[Dataset excerpts on object pointing]
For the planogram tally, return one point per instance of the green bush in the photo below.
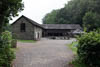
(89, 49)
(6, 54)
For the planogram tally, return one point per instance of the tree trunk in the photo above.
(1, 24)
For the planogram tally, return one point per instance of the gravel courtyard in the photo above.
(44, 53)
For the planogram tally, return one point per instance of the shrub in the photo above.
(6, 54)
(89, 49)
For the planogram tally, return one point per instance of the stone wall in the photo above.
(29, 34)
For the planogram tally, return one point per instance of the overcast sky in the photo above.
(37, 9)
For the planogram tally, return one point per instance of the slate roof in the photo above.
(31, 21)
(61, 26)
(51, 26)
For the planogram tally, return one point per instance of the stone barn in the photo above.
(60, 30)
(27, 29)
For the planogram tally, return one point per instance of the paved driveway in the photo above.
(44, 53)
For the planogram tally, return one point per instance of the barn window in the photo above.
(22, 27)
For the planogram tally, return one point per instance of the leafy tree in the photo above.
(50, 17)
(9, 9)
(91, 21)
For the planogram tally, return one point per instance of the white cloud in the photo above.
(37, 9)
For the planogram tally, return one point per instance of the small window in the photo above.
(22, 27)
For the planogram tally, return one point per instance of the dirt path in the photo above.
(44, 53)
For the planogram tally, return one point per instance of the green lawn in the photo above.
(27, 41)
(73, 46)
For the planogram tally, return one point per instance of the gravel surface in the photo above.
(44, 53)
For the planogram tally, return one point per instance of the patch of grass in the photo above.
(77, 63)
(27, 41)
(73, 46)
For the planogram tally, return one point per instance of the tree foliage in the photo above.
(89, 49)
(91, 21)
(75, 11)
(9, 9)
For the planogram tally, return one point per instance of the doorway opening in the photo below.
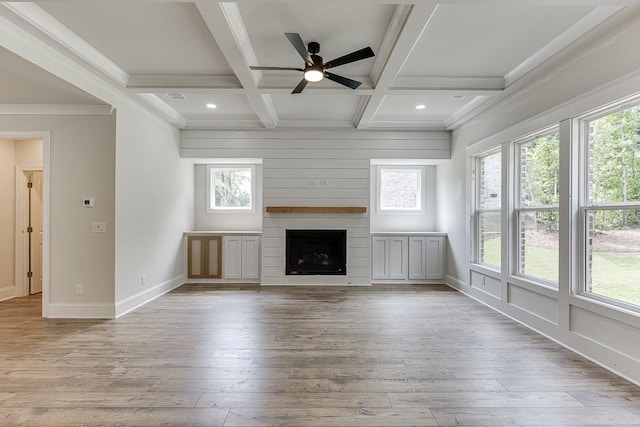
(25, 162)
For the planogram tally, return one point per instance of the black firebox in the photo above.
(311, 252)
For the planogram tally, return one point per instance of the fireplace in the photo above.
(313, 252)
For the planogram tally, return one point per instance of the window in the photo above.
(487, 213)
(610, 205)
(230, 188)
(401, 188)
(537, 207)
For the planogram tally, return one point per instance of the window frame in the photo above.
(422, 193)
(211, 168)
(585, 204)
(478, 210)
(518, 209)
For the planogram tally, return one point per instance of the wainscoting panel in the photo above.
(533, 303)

---

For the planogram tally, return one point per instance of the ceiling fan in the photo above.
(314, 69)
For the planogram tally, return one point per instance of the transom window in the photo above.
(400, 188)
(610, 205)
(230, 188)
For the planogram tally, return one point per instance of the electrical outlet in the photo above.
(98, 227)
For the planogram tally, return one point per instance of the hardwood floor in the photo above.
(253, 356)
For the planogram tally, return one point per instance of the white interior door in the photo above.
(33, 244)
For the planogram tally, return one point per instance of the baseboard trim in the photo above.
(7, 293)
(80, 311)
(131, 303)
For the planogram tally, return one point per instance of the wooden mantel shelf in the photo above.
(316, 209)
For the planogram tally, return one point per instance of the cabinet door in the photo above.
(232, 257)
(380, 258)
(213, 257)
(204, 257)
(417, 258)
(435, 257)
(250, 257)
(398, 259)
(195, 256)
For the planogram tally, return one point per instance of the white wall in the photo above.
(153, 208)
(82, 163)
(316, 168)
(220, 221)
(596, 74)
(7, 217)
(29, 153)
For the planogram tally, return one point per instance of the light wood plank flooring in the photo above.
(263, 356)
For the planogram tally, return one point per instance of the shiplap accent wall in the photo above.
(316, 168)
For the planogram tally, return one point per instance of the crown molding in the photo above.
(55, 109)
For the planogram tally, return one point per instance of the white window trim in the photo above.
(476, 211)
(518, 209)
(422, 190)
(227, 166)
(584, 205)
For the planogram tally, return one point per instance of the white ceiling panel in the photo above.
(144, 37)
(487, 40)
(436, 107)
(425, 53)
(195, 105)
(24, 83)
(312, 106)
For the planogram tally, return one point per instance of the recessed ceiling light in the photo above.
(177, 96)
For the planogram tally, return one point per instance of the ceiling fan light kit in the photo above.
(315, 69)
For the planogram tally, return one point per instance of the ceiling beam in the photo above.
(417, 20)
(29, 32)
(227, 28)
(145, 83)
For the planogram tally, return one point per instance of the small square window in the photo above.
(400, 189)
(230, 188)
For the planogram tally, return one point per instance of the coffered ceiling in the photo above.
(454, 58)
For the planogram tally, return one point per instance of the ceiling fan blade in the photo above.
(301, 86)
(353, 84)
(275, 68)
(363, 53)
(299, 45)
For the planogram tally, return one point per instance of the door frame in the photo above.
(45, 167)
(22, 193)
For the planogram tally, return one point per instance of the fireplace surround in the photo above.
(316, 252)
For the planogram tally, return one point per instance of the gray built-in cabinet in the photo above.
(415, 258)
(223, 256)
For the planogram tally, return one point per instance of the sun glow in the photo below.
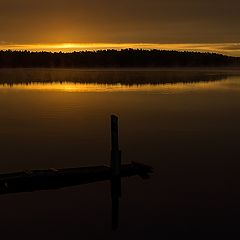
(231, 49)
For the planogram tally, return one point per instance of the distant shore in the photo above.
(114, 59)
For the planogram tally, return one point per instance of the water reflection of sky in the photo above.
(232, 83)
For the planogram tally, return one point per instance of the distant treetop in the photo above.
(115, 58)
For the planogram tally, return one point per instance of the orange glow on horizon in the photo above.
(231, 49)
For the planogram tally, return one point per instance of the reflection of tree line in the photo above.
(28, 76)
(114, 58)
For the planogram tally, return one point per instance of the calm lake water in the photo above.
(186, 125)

TASK INSTRUCTIONS :: Which lines in the rows above contain the word "ceiling"? Pull out every one of them and copy each line unchanged.

ANSWER TO THIS TASK ::
For the planogram tally, return one point per instance of the ceiling fan in the photo above.
For the planogram tally, return one point per instance of the white ceiling panel in the photo above.
For the planogram tally, return one point per instance of the recessed ceiling light in the photo above.
For the planogram tally, return one point per instance of the ceiling fan light kit in the photo above.
For the planogram tally, return one point per instance of the ceiling beam in the photo above.
For the planogram tally, return one point per instance of the coffered ceiling in the photo above.
For the planogram tally, return one point per instance of the ceiling fan blade in the photo above.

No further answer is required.